Render as a numbered list every line of the records from the one containing "For the benchmark card, identify each instance of the grass" through the final line, leaving out blank lines.
— start of Stored rows —
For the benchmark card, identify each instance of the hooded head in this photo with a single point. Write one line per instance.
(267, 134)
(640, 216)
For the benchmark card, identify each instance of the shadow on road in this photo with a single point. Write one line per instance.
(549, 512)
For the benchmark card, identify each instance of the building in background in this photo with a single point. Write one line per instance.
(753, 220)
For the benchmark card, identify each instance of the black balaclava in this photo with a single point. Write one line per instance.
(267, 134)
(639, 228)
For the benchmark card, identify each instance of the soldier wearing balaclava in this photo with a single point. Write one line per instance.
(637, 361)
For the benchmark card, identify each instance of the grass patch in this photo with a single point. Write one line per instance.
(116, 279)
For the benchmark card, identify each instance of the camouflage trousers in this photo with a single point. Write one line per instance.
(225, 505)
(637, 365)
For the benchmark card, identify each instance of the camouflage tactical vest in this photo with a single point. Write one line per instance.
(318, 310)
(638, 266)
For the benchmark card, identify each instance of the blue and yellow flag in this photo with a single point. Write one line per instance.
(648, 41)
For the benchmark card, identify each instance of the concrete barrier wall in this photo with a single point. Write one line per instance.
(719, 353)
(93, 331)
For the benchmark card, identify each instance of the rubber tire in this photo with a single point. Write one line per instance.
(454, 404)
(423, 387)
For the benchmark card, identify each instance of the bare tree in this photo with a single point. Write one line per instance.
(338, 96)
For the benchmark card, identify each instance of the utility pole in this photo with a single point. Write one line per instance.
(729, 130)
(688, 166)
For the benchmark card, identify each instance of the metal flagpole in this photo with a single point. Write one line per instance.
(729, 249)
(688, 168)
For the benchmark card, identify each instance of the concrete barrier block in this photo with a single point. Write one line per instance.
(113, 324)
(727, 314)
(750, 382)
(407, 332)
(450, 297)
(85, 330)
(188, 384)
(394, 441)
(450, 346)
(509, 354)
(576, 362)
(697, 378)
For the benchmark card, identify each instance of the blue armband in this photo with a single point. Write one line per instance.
— end of Stored rows —
**Solution:**
1. For the benchmark card, identify each instance of the grass patch in this photo with a single point. Write one line per instance.
2. (116, 279)
3. For the benchmark card, identify each instance of the camouflage trousers in this photo with a single point. Write one line per instance.
4. (225, 505)
5. (637, 365)
6. For the benchmark card, identify each instance of the camouflage tactical vest in this photo with a single point. Write one line per instance.
7. (318, 310)
8. (638, 266)
9. For the benchmark card, identify each instance of the blue and yellow flag in this photo with a single point. Write one line per instance.
10. (648, 41)
11. For the benchmark card, identify each instance of the concrete barrier wall in this photo with a single point. Write one line per instance.
12. (719, 353)
13. (93, 331)
14. For the benchmark card, identify each instance of the rubber tire in this photo with a single point. Write one line per instance.
15. (454, 404)
16. (423, 387)
17. For the benchmark card, identify each instance of the bare tree in this photo with a single point. Write one line per instance.
18. (338, 96)
19. For the benchmark card, identify each instance of the utility pole in this photo with a single point. Write one line per instance.
20. (729, 130)
21. (688, 166)
22. For the benchmark card, identify each instance of the metal flagpole in this photo with a single point. Write one line per instance.
23. (729, 249)
24. (688, 168)
25. For the benchmark card, identify each instance of the concrete barrier block in this photo with a single point. Write one line per instance.
26. (113, 324)
27. (727, 314)
28. (750, 382)
29. (407, 332)
30. (450, 297)
31. (85, 330)
32. (188, 384)
33. (394, 441)
34. (450, 346)
35. (509, 354)
36. (576, 362)
37. (697, 378)
38. For the benchmark card, identify each instance of the blue armband in this photo with a single point. Write one line per instance.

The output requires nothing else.